_EXERCISE REQUIREMENTS_: Determine the count of lines in the data below that include the word "distant", and give nothing besides it.

══ GIVEN DATA ══

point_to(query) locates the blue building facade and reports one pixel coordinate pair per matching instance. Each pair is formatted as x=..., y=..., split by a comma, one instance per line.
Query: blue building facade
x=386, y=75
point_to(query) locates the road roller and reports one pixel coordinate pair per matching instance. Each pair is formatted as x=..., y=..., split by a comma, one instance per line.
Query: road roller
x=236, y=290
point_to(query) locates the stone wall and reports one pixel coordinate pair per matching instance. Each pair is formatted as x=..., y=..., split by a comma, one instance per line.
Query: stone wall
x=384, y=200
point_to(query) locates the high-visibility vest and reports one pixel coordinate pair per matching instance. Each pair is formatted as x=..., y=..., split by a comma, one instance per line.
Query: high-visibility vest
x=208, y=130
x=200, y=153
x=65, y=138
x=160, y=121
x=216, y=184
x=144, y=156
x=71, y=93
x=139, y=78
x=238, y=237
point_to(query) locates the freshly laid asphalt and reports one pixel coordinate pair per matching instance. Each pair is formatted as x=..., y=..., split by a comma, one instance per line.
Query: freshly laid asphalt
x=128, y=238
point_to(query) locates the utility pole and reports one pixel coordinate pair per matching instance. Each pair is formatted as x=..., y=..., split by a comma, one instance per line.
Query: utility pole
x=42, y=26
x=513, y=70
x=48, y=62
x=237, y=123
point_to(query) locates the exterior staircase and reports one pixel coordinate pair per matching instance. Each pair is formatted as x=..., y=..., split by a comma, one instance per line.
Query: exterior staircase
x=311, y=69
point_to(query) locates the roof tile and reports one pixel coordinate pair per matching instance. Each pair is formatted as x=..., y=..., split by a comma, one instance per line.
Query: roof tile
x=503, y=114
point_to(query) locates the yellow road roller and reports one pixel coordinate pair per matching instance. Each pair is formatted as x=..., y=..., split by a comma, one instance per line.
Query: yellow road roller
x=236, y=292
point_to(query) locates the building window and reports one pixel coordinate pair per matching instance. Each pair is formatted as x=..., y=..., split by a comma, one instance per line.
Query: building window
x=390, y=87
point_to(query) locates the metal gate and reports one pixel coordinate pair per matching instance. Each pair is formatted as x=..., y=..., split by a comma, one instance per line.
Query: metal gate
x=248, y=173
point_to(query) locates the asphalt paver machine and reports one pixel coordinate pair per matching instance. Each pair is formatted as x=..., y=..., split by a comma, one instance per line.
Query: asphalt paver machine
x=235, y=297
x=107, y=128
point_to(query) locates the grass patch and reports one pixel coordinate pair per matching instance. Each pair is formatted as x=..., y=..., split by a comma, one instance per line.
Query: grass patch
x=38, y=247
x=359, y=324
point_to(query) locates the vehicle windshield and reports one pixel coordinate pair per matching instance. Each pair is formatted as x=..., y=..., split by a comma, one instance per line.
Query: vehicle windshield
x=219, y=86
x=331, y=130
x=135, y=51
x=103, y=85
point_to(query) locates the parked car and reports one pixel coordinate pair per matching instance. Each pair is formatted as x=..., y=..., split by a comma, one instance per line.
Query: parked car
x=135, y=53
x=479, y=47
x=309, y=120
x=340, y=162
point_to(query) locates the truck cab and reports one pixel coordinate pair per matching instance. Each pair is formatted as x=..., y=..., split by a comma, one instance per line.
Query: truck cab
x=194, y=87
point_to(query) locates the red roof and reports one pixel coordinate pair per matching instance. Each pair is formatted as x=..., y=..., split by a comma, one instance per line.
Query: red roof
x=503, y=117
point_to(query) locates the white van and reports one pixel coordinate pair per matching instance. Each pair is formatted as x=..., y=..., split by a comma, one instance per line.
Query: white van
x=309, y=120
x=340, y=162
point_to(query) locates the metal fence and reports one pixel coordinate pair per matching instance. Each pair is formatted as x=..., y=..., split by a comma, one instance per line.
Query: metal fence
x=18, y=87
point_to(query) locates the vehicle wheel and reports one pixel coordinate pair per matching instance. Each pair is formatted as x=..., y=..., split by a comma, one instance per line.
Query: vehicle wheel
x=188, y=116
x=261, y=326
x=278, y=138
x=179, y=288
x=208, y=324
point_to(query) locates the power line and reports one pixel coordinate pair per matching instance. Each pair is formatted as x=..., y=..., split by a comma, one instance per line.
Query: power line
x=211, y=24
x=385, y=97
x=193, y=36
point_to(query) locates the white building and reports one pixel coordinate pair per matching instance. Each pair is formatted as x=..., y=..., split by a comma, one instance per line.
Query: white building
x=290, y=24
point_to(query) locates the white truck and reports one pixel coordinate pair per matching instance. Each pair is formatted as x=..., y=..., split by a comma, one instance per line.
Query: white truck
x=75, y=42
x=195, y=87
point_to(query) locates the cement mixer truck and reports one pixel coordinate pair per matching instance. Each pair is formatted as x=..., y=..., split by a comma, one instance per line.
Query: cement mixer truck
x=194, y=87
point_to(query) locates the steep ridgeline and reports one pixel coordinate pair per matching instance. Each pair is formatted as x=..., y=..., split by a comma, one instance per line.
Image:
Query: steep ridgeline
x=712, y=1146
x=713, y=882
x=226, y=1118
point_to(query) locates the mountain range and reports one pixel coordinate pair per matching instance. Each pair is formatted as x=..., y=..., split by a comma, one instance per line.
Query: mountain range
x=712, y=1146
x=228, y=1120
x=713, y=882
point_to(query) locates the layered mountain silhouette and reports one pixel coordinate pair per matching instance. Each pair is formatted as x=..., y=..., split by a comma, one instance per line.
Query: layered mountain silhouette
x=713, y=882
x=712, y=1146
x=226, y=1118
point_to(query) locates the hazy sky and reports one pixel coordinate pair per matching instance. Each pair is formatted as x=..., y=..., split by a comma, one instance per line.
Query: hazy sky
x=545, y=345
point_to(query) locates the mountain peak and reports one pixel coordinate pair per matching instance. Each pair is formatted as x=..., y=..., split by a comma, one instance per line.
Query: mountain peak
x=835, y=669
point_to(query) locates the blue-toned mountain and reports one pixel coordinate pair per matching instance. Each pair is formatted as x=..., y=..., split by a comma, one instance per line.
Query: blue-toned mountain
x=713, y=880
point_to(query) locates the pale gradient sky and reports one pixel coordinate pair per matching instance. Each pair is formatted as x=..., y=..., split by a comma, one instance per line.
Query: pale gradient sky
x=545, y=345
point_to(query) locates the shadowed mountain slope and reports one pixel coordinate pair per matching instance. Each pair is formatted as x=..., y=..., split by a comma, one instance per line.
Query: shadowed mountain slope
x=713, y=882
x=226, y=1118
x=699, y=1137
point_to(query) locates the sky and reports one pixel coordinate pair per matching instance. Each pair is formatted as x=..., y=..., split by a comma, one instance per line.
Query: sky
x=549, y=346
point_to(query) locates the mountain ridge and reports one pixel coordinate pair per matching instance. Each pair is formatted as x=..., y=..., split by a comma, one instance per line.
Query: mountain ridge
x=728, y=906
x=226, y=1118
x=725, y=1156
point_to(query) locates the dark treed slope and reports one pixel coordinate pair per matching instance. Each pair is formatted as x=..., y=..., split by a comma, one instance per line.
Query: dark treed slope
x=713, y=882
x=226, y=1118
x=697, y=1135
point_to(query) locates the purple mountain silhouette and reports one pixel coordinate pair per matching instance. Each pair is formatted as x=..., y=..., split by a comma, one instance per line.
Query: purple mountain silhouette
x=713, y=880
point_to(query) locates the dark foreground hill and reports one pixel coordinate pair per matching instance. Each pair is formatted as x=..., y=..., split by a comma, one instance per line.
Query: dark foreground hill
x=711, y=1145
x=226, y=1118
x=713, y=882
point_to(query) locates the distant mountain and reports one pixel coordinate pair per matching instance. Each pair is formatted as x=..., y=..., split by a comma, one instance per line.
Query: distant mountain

═══

_RESPONSE_: 2